Local Random Selection

this is recommending content randomly to user nearby that are not subscribed and have not engaged with the content

User Content Staging (UCS)

if a particular user has pass the ENGAGE_THRESHOLD for more than 7 (or any threshold you choose to set) contents from a content creator, then we proceed to stage the entire contents from the content creator for this user to engage in by cursoring from lastest to the earliest bit-by-bit and side-by-side.

Phone Contact Link

this type of recommendation is based on user contact. It basically involves recommending content to users that knows the user that created the content.

MBI method (may be interested)

this method helps in determining who is likely to be interested in a content. Whenever a content is posted, we utilize A.I to know what was posted by the user. Depending on the content type. if it is a video/audio, we analyse the audio to know what is spoken. if it is a video/image, we analyse the graphics to know what is visible. if it is a pdf or any other encoded doc, we decode the buffer to know what was written.

All this metadata and info gotten are then classify into several fixed and dynamic topics. This topics are linked to the content itself and the user that posted it and then stored in a database. The interest a user has on a topic is calculated base on "engagement/views_in_topic". We later make a query based on either the user or content to figure out which users maybe interested in a topics or to get similar content from a topic.

User Language Filtering

we can determine if a user understand a language by "engagement/content_views_in_a_language" which can help us filter out language the doesn't understand

PG Rating Filtering

we can determine PG rating a user prefers by "engagement/content_views_in_a_specific_pg" which can help us filter out PG rating that is not suitable for the user

Combined Algorithms

this algorithm are refined combinations of the above algorithms

Approach

New Content

when a user newly posted a content, do the followings:

  • Fetch subscribers/followers of THIS_USER, filter in ACTIVE_ENGAGERS || RANDOM_CHANCE() === 'NOT_A_CHANCE'. Add a relevant flag. Append the result to TARGET_LIST.

━━━

_What this exercise asks_
1. In the recommendation algorithms text, what is a user's interest in a topic calculated from?
2. Rewrite the part of the recommendation algorithms text starting at "New Content" and ending at "result to TARGET_LIST.", replacing "TARGET_LIST" with "RECIPIENT_LIST".

_Available data_
━━━

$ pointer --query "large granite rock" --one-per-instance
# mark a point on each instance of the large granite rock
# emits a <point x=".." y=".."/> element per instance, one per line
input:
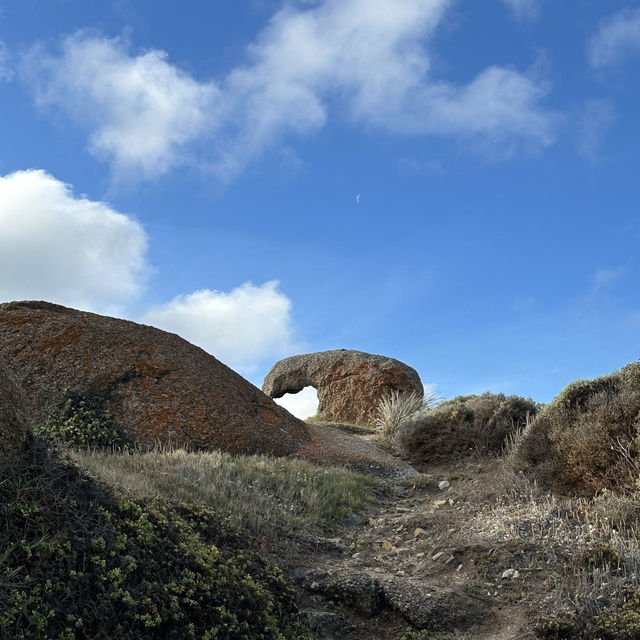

━━━

_Answers to the problems_
1. It is calculated from "engagement/views_in_topic".

2.
New Content

when a user newly posted a content, do the followings:

  • Fetch subscribers/followers of THIS_USER, filter in ACTIVE_ENGAGERS || RANDOM_CHANCE() === 'NOT_A_CHANCE'. Add a relevant flag. Append the result to RECIPIENT_LIST.